» **Короткое задание**:
Сколько лет Маше, согласно словам Цветаевой, приведенным в тексте страницы о Гриневе?

» **Текст страницы**:
· · ·

С этого момента в повести и начинается процесс самовоспитания и самообразования героя, принесший ему больше пользы, чем годы, проведенные под началом иностранного репетитора. Таким образом, в русской литературе формируется новый тип образованного интеллигентного героя, деятельного, целеустремленного, способного к самоанализу, признанию собственных ошибок и, что важнее, умеющего успешно и своевременно проводить работу над этими самыми ошибками.

М. Цветаева в своем эссе «Пушкин и Пугачев» (1937) полагает, что Пушкин нарушил закон художественной последовательности, немотивированно изобразив эволюцию образа Гринева младшего: «С явлением на сцену Пугачева на наших глазах совершается превращение Гринева в Пушкина: вытеснение образа дворянского недоросля образом самого Пушкина. Митрофан на наших глазах превращается в Пушкина. Но помимо разницы сущности, не забудем возраст Гринева: разве может так судить и действовать шестнадцатилетний, впервые ступивший из дому и еще вчера лизавший пенки рядовой дворянский недоросль?


Шестнадцатилетний Гринев судит и действует, как тридцатишестилетний Пушкин. Дав вначале тип, Пушкин в молниеносной постепенности дает нам личность, исключение, себя. Можно без всякого преувеличения сказать: Пушкин начал с Митрофана и кончил — собою. Он так занят Пугачевым и собой, что даже забывает post factum постарить Гринева, и получается, что Гринев на два года моложе своей Маши, которой восемнадцать лет! Между Гриневым — дома и Гриневым — на военном совете — три месяца времени, а на самом деле по крайней мере десять лет роста. Объяснить этот рост появлением в жизни Гринева этой самой Маши — наивность: любовь мужей обращает в детей, но никак уж не детей в мужей. Пушкинскому Гриневу еще до полного физического роста четыре года расти и вырастать из своих мундиров!» (Цветаева, 2002: 96).

· · ·

(Строки набора данных)
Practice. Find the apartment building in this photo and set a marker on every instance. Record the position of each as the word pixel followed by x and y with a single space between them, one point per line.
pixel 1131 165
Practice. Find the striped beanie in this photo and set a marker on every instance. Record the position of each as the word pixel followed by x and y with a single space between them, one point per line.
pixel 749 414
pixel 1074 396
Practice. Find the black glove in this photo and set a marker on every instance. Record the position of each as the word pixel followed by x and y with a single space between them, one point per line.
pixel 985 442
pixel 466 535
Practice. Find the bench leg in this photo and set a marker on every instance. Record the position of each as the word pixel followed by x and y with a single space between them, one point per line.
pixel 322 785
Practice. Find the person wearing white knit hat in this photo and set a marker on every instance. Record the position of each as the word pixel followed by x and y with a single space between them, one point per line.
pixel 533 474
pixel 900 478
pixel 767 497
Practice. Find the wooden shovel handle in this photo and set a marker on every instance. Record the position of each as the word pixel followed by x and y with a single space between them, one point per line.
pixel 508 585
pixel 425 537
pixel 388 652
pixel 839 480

· · ·

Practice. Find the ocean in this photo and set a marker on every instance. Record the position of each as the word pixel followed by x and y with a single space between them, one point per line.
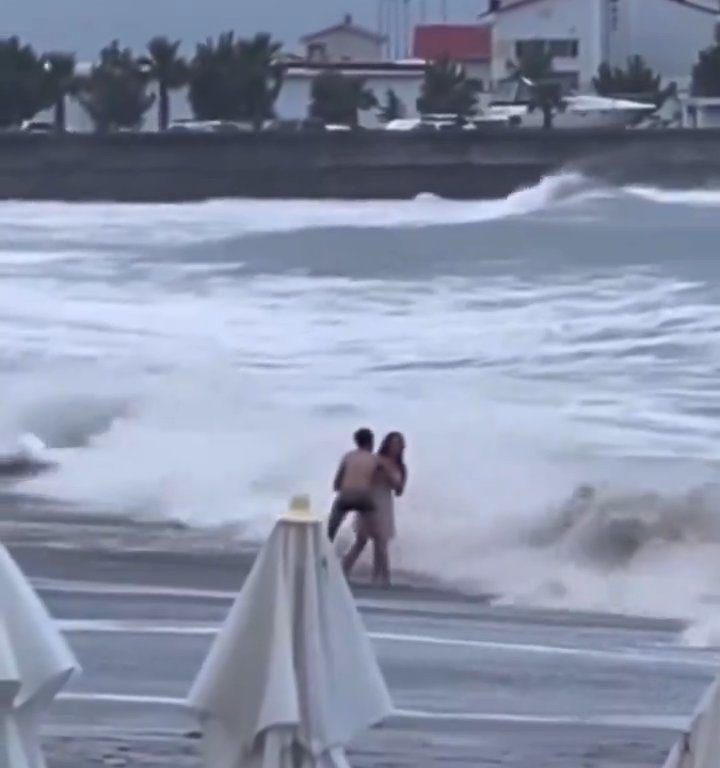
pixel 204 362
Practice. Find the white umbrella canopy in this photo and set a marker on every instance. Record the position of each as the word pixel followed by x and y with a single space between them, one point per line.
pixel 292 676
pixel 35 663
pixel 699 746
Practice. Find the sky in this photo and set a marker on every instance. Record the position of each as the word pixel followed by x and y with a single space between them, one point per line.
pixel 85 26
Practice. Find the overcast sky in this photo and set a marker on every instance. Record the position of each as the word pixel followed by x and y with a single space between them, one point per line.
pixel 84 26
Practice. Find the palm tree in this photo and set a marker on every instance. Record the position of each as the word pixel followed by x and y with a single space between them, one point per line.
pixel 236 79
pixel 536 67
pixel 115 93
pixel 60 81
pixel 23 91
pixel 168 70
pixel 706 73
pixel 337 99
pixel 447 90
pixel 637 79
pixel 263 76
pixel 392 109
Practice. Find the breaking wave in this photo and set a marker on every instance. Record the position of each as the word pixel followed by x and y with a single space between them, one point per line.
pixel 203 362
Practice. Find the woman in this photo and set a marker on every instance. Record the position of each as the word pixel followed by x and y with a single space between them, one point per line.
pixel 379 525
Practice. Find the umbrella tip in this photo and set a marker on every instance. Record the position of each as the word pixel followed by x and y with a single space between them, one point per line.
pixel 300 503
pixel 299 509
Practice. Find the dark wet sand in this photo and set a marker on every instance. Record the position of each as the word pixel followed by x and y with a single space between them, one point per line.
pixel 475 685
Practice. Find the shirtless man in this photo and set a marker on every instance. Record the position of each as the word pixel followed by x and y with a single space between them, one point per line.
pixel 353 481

· · ·

» **Итоговый ответ**:
Восемнадцать лет.